**EXERCISE TASK**
Write the data below out exactly as it stands. Do not include the pictures.

**MATERIAL PROVIDED**

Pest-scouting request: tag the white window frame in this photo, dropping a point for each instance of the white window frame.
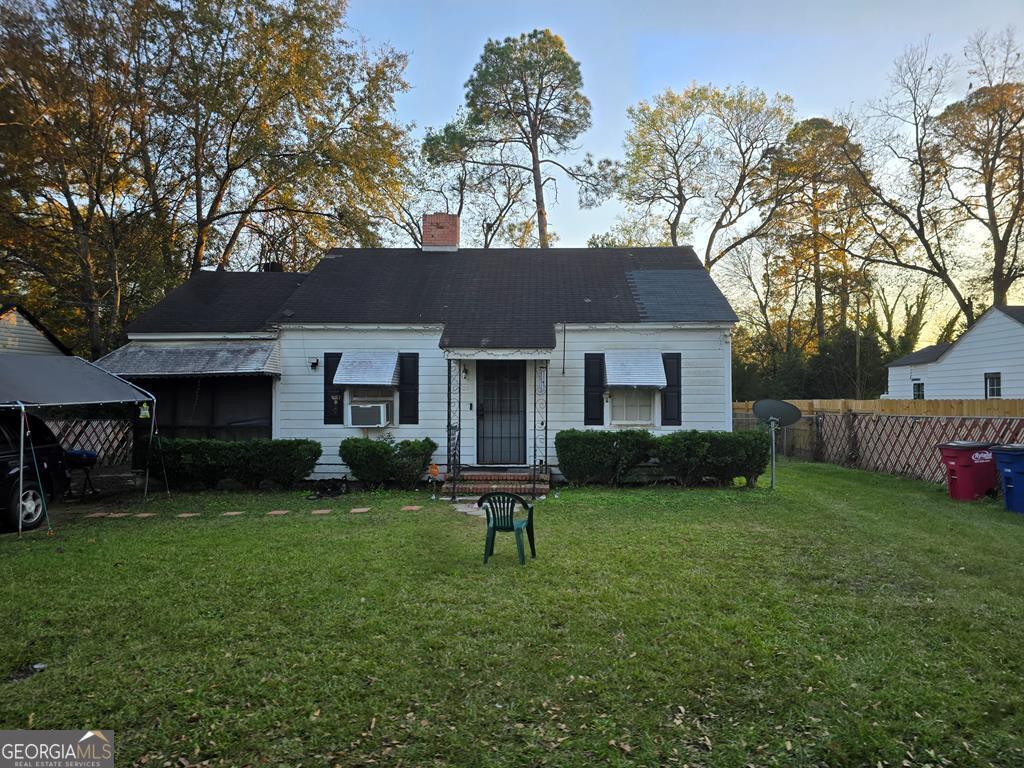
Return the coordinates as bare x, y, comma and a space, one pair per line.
654, 407
993, 377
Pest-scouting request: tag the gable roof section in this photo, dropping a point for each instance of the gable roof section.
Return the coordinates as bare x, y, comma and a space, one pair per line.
4, 308
220, 302
1017, 312
496, 298
922, 356
933, 352
508, 298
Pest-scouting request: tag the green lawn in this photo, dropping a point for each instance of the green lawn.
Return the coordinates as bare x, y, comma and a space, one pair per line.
846, 619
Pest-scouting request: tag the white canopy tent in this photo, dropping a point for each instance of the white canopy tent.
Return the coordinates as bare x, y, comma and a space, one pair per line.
47, 383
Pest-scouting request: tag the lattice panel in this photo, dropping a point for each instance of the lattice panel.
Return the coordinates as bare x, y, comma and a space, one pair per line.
894, 444
907, 444
111, 439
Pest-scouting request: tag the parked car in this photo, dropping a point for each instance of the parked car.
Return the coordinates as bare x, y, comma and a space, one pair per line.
52, 475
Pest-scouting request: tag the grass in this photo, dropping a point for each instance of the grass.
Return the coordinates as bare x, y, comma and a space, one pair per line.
846, 619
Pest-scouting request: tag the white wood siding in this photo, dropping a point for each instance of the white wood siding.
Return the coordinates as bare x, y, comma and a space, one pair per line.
993, 344
707, 386
17, 335
901, 380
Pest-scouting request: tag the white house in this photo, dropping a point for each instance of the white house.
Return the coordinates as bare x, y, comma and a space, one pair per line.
488, 352
20, 333
987, 361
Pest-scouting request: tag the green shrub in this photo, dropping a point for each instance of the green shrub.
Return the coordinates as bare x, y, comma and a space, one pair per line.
371, 461
206, 462
691, 457
601, 456
382, 462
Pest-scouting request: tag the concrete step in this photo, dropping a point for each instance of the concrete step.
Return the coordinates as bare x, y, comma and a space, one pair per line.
520, 488
485, 476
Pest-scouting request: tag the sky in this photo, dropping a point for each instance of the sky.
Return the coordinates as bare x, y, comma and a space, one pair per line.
827, 55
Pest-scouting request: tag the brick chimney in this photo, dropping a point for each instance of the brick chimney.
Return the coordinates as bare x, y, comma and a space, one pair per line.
440, 231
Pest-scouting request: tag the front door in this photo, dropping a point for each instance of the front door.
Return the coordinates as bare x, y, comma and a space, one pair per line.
501, 412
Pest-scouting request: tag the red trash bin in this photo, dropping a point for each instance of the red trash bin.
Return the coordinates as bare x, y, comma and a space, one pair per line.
970, 469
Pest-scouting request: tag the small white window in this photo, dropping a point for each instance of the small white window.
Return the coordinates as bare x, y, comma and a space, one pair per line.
993, 386
632, 407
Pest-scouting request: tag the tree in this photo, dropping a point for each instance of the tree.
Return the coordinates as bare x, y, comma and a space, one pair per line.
741, 194
668, 148
75, 221
635, 230
144, 140
819, 214
901, 168
525, 94
477, 180
983, 151
272, 112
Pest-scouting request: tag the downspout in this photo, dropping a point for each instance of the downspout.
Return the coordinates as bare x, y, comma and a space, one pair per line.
20, 467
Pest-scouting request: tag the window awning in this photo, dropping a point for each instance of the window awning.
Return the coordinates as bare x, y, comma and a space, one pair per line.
140, 359
634, 369
364, 368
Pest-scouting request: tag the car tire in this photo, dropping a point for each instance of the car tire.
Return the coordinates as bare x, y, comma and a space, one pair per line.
31, 495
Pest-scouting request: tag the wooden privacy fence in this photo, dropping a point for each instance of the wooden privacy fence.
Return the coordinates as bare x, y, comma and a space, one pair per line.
892, 436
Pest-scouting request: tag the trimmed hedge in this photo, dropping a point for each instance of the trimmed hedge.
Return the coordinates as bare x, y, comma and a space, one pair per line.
383, 462
206, 462
603, 457
691, 457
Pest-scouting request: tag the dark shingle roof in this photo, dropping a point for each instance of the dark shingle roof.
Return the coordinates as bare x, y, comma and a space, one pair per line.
507, 298
1017, 312
923, 355
220, 302
499, 298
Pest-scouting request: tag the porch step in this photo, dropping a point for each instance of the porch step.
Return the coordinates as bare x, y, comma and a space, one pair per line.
473, 475
524, 487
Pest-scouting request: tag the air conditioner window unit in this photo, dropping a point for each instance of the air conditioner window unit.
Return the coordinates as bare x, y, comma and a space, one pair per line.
371, 414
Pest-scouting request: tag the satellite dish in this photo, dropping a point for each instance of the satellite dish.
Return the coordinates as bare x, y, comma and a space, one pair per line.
776, 414
784, 414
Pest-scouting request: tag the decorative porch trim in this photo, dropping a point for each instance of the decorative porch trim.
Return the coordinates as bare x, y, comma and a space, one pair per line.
481, 353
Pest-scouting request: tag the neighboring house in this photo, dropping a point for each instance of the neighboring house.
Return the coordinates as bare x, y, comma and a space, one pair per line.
987, 361
20, 333
488, 352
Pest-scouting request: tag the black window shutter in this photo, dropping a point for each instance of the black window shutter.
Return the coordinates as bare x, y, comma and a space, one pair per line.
334, 394
593, 389
409, 388
672, 395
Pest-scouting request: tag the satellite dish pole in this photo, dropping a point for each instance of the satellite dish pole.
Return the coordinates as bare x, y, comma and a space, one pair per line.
775, 414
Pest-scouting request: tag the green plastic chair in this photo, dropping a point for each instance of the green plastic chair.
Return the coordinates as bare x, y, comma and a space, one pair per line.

**EXPECTED ANSWER**
Pest-scouting request: tag the white window frame in this photo, dropping a point for each instance of the white window frame.
Return the coordinates as bare x, y, comma and a space, one pair per line.
654, 407
993, 377
Pest-scouting request: tag the gable roof section in this photo, dropping a point for each instance of the gable roof section.
Return the coordinates as bare x, y, comma and a space, one pair per line.
4, 308
220, 302
1017, 312
496, 298
922, 356
933, 352
508, 298
Pest-scouting request: tag the green lawn in this photo, dropping a point for each instance of the green lawn.
Return the coordinates as bare x, y, comma and a space, one pair per line.
846, 619
Pest-scouting request: tag the white canopy tent in this photo, dropping a point for each instance of the white canopy tent.
Return the coordinates as bare x, y, comma and a space, one pair per line.
47, 383
Pest-scouting request: tag the lattice panel in this photo, dropping a point for each instance of the lattice panel.
Return the coordinates as bare x, y, comma and a space, one pair per line.
894, 444
907, 444
111, 439
Pest-scouting request: tag the parked car in this photo, dropping a point for each instance of the parked car.
Return the coordinates as bare x, y, comma and a space, one pair per line.
52, 475
Pest-scouting request: tag the grass in this photo, dropping a point for each instance of the grass.
Return the coordinates as bare x, y, comma and a space, one pair per line.
846, 619
Pest-scouting request: tag the white wood siding in this photo, dropping a point for each instance of the white wood siding.
Return the coordinates as bare x, y, comma and a space, one pair per line.
993, 344
707, 386
17, 335
901, 380
Pest-scouting request: tag the white house in this photo, dropping a point for each instance of the white house.
Return the coordinates as bare x, y, comma and a space, one pair per line.
488, 352
20, 333
987, 361
Pest-scouting request: tag the green shrub in this photo, dropping a point for each instance of the green shrub.
Return the coordinates as bare x, y, comma and a space, one pair per line.
371, 461
206, 462
691, 457
601, 456
382, 462
Pest-scouting request: tag the concrete step in this photo, dropping a point for each instance of the concrete step.
Return the coordinates as bare x, y, comma and a space, one pair per line.
520, 488
485, 476
Pest-scouting request: tag the sky in this photo, dropping a point for each instance of the sky.
Return the coordinates as bare x, y, comma and a space, one pair per line.
827, 55
Pest-scouting request: tag the brick chimney in this photo, dropping a point for each instance of the brick chimney.
Return the coordinates as bare x, y, comma and a space, one pair per line.
440, 231
Pest-scouting request: tag the front door in this photo, dropping a point for each instance of the front door.
Return the coordinates as bare x, y, comma and a space, one pair per line.
501, 412
Pest-scouting request: tag the red trash bin in this photo, dropping a point for each instance of the red trash bin.
Return the coordinates as bare x, y, comma and a space, one pair per line.
970, 469
Pest-scouting request: tag the small white window in this photo, dropping a point for each instance of the small white window.
Return the coordinates as bare x, y, comma and a space, one pair per line.
993, 386
632, 407
Pest-scouting request: tag the tree in this photo, dropping a point for each instance of the tree.
Return the coordinates as bare x, y, comma and a space, one pair per line.
741, 194
668, 148
75, 221
635, 230
144, 140
819, 214
901, 168
525, 94
477, 180
983, 151
272, 112
Pest-scouting request: tag the downspout in this photo, dropping a point for each instance of the downspout.
Return the coordinates as bare x, y, comma and a space, one pair per line.
20, 467
Pest-scouting request: tag the window awning in this photo, dropping a point for each instance of the window awning.
Return the coordinates as bare x, y, comma and a space, one pair per line.
140, 359
634, 369
364, 368
Pest-scouting request: tag the car tire in this photo, dropping a point for each instance of the car tire.
Return the coordinates as bare x, y, comma and a space, one pair per line.
31, 495
Pest-scouting request: tag the wooden privacy fence in this photo, dropping a point for each instance of the wooden privacy fence.
Return the coordinates as bare x, y, comma and a space, one pair per line.
892, 436
Pest-scouting request: tag the trimmed hedge in this photo, dropping a point for each instance of the trimmed hedge.
Return the coordinates as bare x, y, comma and a space, one pair per line.
383, 462
206, 462
603, 457
691, 457
Pest-scouting request: tag the dark shingle roof in this photo, dropping a point for each instance of the dark shingle roof.
Return the coordinates as bare x, y, comma and a space, one pair per line.
507, 298
1017, 312
923, 355
220, 302
499, 298
Pest-scouting request: tag the porch step in this photo, dropping a point for each instance of the porch step.
Return the coordinates as bare x, y, comma and a space, one pair per line.
473, 475
524, 487
Pest-scouting request: tag the air conditioner window unit in this photo, dropping a point for each instance of the air conditioner window unit.
Return the coordinates as bare x, y, comma and a space, one pair per line.
371, 414
Pest-scouting request: tag the satellite dish in this photo, dropping a point for each instance of the satellite dish.
Return the coordinates as bare x, y, comma and a space, one pair per line.
776, 414
784, 414
Pest-scouting request: tag the decorative porch trim in this photo, dropping a point for each instance of the decorative porch trim.
Return the coordinates as bare x, y, comma and a space, one pair per line.
481, 353
Pest-scouting request: tag the neighboring house in this photo, dropping a point for each instance of the neighboring house.
Return the coordinates as bare x, y, comma and a space, one pair per line.
987, 361
20, 333
488, 352
Pest-scouting request: tag the black window shutter in this photo, dropping a point for each instance of the black window shutter.
Return the coordinates as bare x, y, comma and a space, one pair per line.
334, 394
593, 389
409, 388
672, 395
Pest-scouting request: tag the satellite dish pole in this photo, dropping a point for each instance of the satellite dish pole.
Return the coordinates as bare x, y, comma and a space, one pair per line.
775, 414
Pest-scouting request: tag the green plastic chair in this photo, dropping a point for each instance of the green plastic chair.
Return the coordinates as bare x, y, comma and a space, one pair per line.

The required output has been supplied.